# [Goal]
Extract every line of the listing below that contains the string "decal", and copy each one in full.

# [Records to use]
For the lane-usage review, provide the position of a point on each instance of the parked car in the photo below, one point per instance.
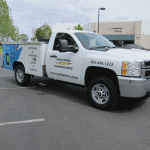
(133, 46)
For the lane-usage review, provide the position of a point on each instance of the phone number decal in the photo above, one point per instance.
(102, 63)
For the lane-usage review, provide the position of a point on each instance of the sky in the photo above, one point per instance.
(31, 14)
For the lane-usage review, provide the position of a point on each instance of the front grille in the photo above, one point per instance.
(146, 69)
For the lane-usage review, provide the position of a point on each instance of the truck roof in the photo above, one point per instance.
(72, 31)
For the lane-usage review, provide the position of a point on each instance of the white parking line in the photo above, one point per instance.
(12, 88)
(25, 121)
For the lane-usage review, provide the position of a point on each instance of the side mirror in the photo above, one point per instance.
(73, 49)
(63, 45)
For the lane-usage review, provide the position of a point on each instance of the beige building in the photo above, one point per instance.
(63, 26)
(129, 32)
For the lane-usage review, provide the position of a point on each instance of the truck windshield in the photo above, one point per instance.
(94, 41)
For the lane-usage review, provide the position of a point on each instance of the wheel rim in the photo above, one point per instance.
(20, 75)
(100, 93)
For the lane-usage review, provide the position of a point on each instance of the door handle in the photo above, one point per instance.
(53, 56)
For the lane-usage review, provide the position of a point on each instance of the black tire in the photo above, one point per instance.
(21, 77)
(102, 93)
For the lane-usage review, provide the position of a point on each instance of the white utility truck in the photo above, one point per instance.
(83, 58)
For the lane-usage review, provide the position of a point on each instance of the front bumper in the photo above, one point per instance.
(133, 87)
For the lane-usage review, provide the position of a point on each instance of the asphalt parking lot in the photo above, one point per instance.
(51, 115)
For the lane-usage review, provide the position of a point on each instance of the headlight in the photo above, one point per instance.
(131, 68)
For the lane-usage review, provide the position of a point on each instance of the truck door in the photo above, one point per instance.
(64, 66)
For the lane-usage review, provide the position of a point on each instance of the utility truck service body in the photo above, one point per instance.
(83, 58)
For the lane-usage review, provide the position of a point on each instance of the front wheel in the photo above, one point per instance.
(102, 93)
(21, 77)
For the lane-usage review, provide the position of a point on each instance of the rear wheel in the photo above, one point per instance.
(102, 93)
(21, 77)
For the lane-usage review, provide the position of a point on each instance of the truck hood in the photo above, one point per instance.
(130, 54)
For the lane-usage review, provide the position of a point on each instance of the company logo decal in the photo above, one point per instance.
(63, 63)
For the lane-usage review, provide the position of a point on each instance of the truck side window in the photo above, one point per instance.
(66, 37)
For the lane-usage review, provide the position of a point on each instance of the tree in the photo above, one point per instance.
(23, 38)
(43, 32)
(7, 28)
(78, 27)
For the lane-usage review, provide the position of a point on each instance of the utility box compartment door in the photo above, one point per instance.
(33, 59)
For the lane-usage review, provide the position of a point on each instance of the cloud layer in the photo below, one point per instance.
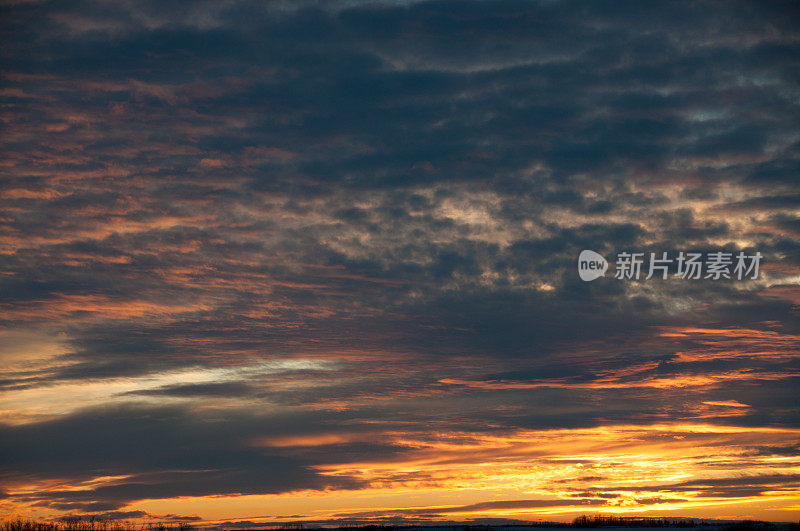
(298, 260)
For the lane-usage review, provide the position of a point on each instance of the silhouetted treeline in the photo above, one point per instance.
(621, 521)
(89, 524)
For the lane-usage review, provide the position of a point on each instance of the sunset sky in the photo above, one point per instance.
(282, 261)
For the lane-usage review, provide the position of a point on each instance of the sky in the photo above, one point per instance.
(283, 261)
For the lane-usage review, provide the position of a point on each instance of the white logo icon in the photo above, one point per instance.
(591, 265)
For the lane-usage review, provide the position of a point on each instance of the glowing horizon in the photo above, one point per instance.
(318, 261)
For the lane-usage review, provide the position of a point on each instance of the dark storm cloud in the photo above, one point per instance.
(393, 194)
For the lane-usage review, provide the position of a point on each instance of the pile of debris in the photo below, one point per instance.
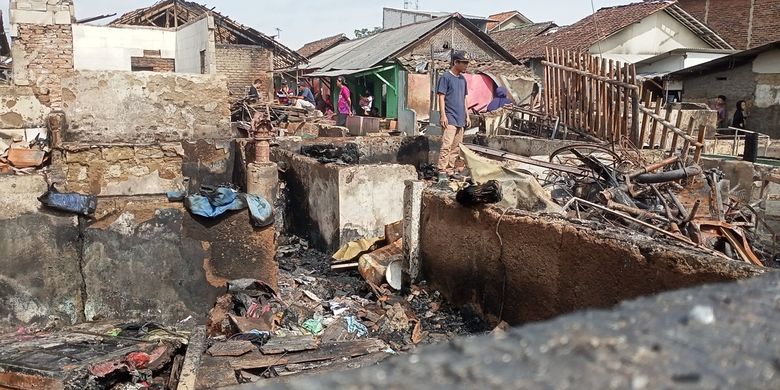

# [Reply to the exercise]
For the lane-usage review, provide the position of a point on each instance of the phone number decal in the photo above, one point per instance.
For the lane-usage review, provide the position of a point on each instance of the company logo decal in the photo above, one point per instance.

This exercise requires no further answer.